• **REQUIREMENT**
Please repeat exactly the lines from the one containing "Target: crane tail feathers" through the last line of the records below, leaving out any pictures.

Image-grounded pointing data

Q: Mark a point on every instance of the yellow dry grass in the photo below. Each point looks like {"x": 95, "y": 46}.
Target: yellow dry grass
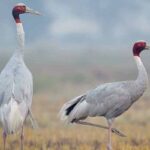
{"x": 52, "y": 134}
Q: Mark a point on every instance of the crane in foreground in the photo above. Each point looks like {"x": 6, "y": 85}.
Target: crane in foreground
{"x": 109, "y": 100}
{"x": 16, "y": 85}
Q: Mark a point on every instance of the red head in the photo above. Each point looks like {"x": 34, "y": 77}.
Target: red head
{"x": 139, "y": 47}
{"x": 21, "y": 8}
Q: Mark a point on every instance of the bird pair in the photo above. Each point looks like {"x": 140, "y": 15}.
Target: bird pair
{"x": 108, "y": 100}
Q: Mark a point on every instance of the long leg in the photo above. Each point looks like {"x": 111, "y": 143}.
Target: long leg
{"x": 110, "y": 123}
{"x": 4, "y": 139}
{"x": 22, "y": 138}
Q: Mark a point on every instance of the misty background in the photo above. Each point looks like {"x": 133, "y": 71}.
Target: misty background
{"x": 81, "y": 43}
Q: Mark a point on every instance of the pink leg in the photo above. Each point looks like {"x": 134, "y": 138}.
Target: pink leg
{"x": 22, "y": 138}
{"x": 109, "y": 146}
{"x": 4, "y": 139}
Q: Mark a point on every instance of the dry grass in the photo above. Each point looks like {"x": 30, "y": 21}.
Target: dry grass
{"x": 55, "y": 135}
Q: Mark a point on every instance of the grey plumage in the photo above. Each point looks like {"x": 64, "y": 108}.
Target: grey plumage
{"x": 110, "y": 99}
{"x": 16, "y": 84}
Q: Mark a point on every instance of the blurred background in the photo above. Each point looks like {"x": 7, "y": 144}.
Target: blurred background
{"x": 75, "y": 46}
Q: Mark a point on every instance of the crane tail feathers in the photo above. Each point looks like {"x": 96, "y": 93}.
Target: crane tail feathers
{"x": 68, "y": 107}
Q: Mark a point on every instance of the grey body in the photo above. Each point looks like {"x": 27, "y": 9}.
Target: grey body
{"x": 16, "y": 89}
{"x": 16, "y": 85}
{"x": 109, "y": 100}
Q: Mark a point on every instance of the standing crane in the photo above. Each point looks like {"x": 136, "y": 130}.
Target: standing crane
{"x": 109, "y": 100}
{"x": 16, "y": 84}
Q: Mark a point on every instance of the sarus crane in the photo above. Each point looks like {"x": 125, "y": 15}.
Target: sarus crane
{"x": 109, "y": 100}
{"x": 16, "y": 84}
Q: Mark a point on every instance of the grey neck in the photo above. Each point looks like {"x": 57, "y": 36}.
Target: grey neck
{"x": 20, "y": 38}
{"x": 142, "y": 78}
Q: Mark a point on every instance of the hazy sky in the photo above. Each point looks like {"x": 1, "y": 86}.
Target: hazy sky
{"x": 78, "y": 23}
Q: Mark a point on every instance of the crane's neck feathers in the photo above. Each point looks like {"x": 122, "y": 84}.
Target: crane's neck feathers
{"x": 142, "y": 79}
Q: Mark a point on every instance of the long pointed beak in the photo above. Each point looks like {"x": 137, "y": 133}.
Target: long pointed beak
{"x": 147, "y": 47}
{"x": 31, "y": 11}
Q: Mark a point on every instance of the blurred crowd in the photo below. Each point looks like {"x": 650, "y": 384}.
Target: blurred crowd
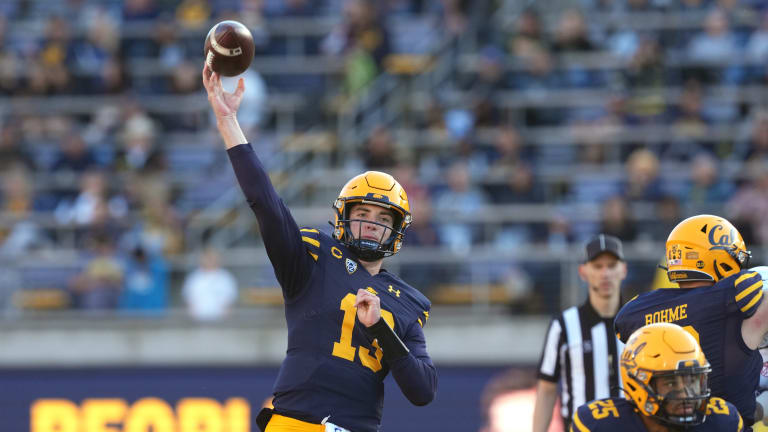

• **WRITTEN SOLUTION**
Target: crane tail feathers
{"x": 68, "y": 107}
Q: Mark a point on every instance of the grey body in the photo above. Each point looks like {"x": 27, "y": 9}.
Target: grey body
{"x": 16, "y": 89}
{"x": 16, "y": 85}
{"x": 109, "y": 100}
Q: Mark a point on every instance of the standing crane in the photo above. Each point looks like {"x": 136, "y": 130}.
Target: standing crane
{"x": 109, "y": 100}
{"x": 16, "y": 84}
Q: Mark a point on every instance of the sarus crane in the photo above. Each point looks like {"x": 125, "y": 15}.
Target: sarus crane
{"x": 109, "y": 100}
{"x": 16, "y": 84}
Q: Mark a point on every instance of the grey neck in the photo above. Each point looks like {"x": 57, "y": 36}.
Target: grey neck
{"x": 20, "y": 38}
{"x": 142, "y": 78}
Q: Mark a point on every instance of the hazy sky in the photo above. Each point looks like {"x": 1, "y": 86}.
Target: hazy sky
{"x": 78, "y": 23}
Q: Mark a point on every instance of the crane's neck feathers in the photo above. Each point looks like {"x": 122, "y": 84}.
Target: crane's neck feathers
{"x": 142, "y": 79}
Q: Mark a point on every instance of the long pointed beak in the photo above. Each point looks like {"x": 137, "y": 133}.
Target: long pointed beak
{"x": 147, "y": 47}
{"x": 31, "y": 11}
Q: Mark a point on every instance of the blurred crowd in the photo below. Each point looks like {"x": 650, "y": 384}.
Target: blurred crowd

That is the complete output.